[Rows taken from a pointing dataset]
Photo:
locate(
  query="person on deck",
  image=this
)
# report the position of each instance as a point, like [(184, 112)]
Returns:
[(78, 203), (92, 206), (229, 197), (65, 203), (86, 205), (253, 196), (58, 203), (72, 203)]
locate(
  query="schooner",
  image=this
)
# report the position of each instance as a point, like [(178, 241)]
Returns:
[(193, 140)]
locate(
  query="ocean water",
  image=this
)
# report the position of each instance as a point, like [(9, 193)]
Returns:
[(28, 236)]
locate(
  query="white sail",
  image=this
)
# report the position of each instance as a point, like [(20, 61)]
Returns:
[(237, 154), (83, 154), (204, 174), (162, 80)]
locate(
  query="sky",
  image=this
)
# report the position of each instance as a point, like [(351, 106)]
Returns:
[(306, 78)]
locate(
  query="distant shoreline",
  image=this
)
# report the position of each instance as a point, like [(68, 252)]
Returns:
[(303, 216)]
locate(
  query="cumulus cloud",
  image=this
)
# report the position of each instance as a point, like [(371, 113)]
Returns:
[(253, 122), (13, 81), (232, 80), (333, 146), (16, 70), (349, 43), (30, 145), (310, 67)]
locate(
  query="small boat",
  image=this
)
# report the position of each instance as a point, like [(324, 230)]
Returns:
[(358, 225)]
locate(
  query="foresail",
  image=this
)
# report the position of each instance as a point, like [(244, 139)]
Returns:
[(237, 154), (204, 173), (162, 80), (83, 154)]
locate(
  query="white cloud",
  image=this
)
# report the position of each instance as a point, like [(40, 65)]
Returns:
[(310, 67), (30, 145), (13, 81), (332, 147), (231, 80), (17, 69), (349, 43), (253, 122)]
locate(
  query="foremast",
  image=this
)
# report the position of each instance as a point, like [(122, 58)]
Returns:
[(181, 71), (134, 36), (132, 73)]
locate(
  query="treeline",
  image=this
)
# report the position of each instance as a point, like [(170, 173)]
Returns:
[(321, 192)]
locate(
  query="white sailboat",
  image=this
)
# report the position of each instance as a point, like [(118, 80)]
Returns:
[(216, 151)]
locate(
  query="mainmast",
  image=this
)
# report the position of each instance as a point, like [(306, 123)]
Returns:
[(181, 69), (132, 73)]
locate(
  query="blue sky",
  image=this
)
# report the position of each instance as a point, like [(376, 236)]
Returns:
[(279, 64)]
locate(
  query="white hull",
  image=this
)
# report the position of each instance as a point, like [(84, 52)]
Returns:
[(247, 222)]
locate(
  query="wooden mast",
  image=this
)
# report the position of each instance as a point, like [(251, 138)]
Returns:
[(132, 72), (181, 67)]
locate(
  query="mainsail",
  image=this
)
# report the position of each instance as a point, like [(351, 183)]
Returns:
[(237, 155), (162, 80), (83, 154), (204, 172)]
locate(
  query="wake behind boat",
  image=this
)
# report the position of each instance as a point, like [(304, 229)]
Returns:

▶ **What to work on**
Reproduce all of the records above word for word, without changing a single character.

▶ **Full output**
Photo:
locate(
  query="person on deck",
  image=this
)
# report the position of each instance as a point, like [(184, 112)]
Returns:
[(78, 203), (92, 206), (229, 197), (65, 203), (86, 205), (253, 196), (58, 203), (72, 203)]
locate(
  query="schooner",
  image=this
)
# report the position of each instance as a point, like [(178, 241)]
Returns:
[(193, 140)]
locate(
  query="ocean water",
  image=this
)
# report the position of each instance as a point, like [(9, 193)]
Returns:
[(28, 236)]
locate(
  query="white sail",
  image=this
)
# report the position of each instance as a point, like [(20, 61)]
Returns:
[(237, 154), (83, 154), (204, 174), (162, 80)]
locate(
  query="sky",
  image=this
)
# report the position of each instance as a point, like [(351, 106)]
Returns:
[(306, 78)]
locate(
  query="distant shoreline",
  image=this
)
# report the position of each instance as a point, like [(68, 252)]
Returns:
[(303, 216)]
locate(
  query="cumulus cloud",
  image=this
)
# report the position of each instance as a point, like [(371, 113)]
Returns:
[(253, 122), (13, 81), (232, 80), (333, 146), (16, 70), (349, 43), (30, 145), (310, 67)]
locate(
  query="small boat",
  image=this
)
# report the position of each instance as a point, like [(324, 230)]
Returns:
[(358, 225)]
locate(
  query="foresail",
  image=this
)
# report the position of each instance as a point, like [(244, 139)]
Returns:
[(237, 154), (204, 173), (162, 80), (83, 154)]
locate(
  query="white cloud",
  image=this
)
# report the position of each instance as a point, like [(40, 65)]
Returns:
[(310, 67), (30, 145), (13, 81), (332, 147), (231, 80), (17, 69), (349, 43), (253, 122)]
locate(
  query="foremast",
  image=this
)
# report the position of each instance as a point, like [(122, 58)]
Returns:
[(181, 71), (134, 36), (132, 73)]
locate(
  query="treeline",
  image=this
)
# report the position of each instance as a point, like [(170, 173)]
Returns:
[(321, 192)]
locate(
  query="white sailboat",
  image=this
)
# report the position of each instance as a point, like [(118, 80)]
Returns:
[(216, 151)]
locate(
  query="mainmast",
  image=this
)
# report the position of each instance as a point, like [(306, 123)]
Returns:
[(181, 69), (132, 73)]
locate(
  query="blue sky",
  image=this
)
# report the position of each instance as a point, like [(376, 236)]
Returns:
[(279, 64)]
locate(
  query="white hull",
  image=this
)
# report the position of each instance as a point, like [(84, 52)]
Returns:
[(247, 222)]
locate(
  query="wooden mast",
  image=this
)
# report the position of each instance as a point, like [(251, 138)]
Returns:
[(132, 72), (181, 67)]
locate(
  query="mainsail",
  image=this
)
# report the position of each instance as a point, like [(351, 183)]
Returns:
[(237, 155), (162, 80), (83, 154), (204, 172)]
locate(
  query="wake behind boat",
  image=this
)
# report the position of each instance as a point, like [(304, 229)]
Returns:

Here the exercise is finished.